▶ **Stated problem**
From the Northern Ireland road trip account below, quote word for word the passage between "I returned yesterday" and "of those locations.", inclusive.

▶ **Provided passage**
A road trip to Northern Ireland

I returned yesterday from an impulsively-organised road trip to Northern Ireland. For those of us who grew up during the Troubles, it's not an obvious tourist destination. The names of its towns and villages meant nothing to me but violence and – Giant's Causeway apart – I had never seen a reason to go. However, the future Mrs P the Second's sister was visiting Ireland and is a fan of "Game of Thrones."  The series was mostly filmed in a studio on the Belfast Docks and on location around Northern Ireland so we decided to meet her there and visit some of those locations.

It was a frivolous idea but it led to some good fun. Mrs P2-elect and I crossed from Birkenhead to Belfast on the 1030 sailing on Friday. I wasn't too happy that Speranza travelled on an outside deck, exposed to weather and spray, but the passage was calm and agreeable enough, if a little boring. We landed on Friday evening at 1830 and were safely at our modern hotel near the docks by 1900. Within minutes we were changed and in a taxi to a splendid restaurant recommended by my cousin in the catering trade. She had told me that the chef was on the cusp of his first Michelin "macaron" and after our experience there, I can believe it.

Object location entries for images
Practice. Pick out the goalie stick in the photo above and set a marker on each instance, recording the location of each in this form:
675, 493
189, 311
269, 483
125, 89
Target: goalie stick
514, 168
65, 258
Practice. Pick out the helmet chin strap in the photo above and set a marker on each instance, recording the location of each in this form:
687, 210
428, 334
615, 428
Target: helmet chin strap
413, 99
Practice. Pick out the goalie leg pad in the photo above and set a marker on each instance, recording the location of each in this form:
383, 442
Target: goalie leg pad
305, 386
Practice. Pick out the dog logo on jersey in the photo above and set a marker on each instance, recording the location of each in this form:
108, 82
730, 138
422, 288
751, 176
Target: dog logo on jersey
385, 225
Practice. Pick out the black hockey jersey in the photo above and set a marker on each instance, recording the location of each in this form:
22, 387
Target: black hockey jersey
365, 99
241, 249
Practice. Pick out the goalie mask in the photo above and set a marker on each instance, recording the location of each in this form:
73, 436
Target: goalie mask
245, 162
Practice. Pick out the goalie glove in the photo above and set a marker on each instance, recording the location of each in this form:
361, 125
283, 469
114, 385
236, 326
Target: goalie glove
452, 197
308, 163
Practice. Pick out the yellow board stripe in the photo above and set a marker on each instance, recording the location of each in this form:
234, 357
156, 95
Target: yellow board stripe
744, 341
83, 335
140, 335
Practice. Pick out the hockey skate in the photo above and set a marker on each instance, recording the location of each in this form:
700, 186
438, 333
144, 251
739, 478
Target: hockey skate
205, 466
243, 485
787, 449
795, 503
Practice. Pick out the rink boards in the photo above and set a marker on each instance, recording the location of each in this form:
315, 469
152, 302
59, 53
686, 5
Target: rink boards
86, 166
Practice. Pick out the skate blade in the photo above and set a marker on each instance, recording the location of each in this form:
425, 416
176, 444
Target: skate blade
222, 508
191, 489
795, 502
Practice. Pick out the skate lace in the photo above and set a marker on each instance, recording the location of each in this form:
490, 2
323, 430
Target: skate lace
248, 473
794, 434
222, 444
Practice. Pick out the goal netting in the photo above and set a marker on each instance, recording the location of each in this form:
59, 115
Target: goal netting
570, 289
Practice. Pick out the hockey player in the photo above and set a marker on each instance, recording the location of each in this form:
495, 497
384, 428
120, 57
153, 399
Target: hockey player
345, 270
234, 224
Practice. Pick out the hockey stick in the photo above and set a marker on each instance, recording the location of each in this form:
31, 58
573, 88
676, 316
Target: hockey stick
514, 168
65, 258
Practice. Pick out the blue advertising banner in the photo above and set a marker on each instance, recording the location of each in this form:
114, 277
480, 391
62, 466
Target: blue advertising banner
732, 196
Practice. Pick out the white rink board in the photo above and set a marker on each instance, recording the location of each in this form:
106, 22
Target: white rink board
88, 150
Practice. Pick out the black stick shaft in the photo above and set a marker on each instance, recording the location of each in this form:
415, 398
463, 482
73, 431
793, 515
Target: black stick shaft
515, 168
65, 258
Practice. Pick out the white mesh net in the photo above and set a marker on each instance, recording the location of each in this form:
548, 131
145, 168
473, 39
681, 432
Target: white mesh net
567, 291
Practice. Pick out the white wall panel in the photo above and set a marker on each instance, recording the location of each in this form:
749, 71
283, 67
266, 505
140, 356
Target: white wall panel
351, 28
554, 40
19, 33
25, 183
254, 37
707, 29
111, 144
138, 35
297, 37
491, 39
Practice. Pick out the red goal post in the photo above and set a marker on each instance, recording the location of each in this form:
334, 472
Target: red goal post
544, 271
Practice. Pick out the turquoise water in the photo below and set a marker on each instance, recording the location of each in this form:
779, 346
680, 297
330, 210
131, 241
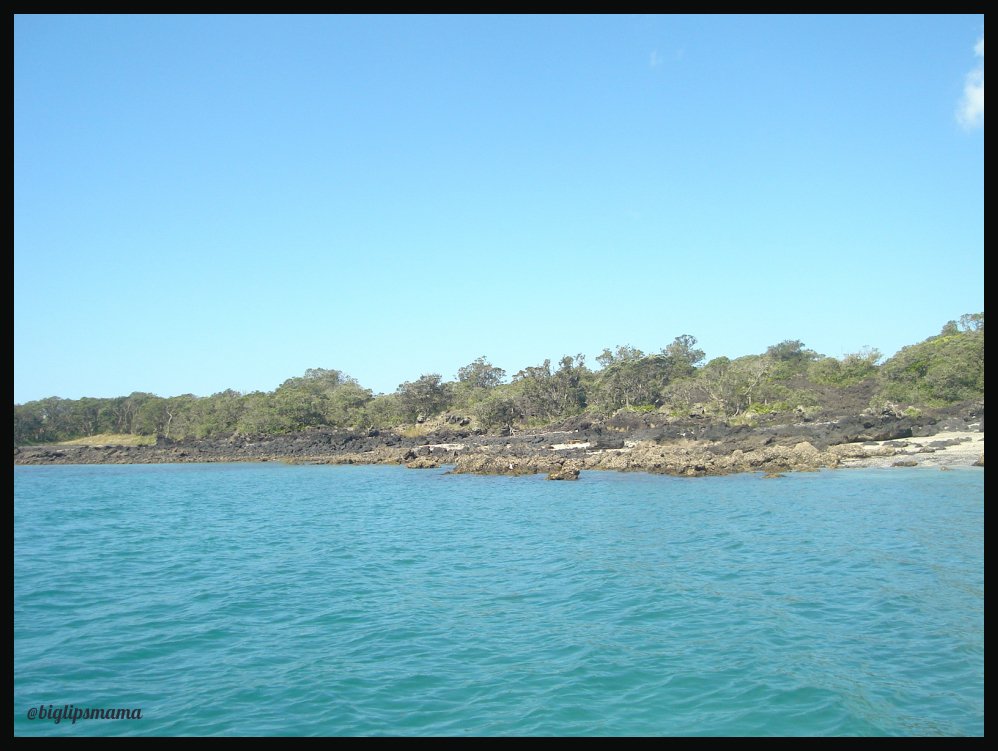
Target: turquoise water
269, 599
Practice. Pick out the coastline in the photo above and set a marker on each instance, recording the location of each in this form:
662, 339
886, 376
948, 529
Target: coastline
637, 443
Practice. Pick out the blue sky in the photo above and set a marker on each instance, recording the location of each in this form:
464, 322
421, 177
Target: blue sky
211, 202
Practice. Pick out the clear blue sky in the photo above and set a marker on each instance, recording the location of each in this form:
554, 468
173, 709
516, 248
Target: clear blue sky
211, 202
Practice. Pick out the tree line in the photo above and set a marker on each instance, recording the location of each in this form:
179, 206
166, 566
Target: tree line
944, 369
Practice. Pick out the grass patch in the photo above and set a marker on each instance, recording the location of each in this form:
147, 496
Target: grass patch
112, 439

▶ **Result of the task**
I returned yesterday from an impulsively-organised road trip to Northern Ireland. For those of us who grew up during the Troubles, it's not an obvious tourist destination. The names of its towns and villages meant nothing to me but violence and – Giant's Causeway apart – I had never seen a reason to go. However, the future Mrs P the Second's sister was visiting Ireland and is a fan of "Game of Thrones."  The series was mostly filmed in a studio on the Belfast Docks and on location around Northern Ireland so we decided to meet her there and visit some of those locations.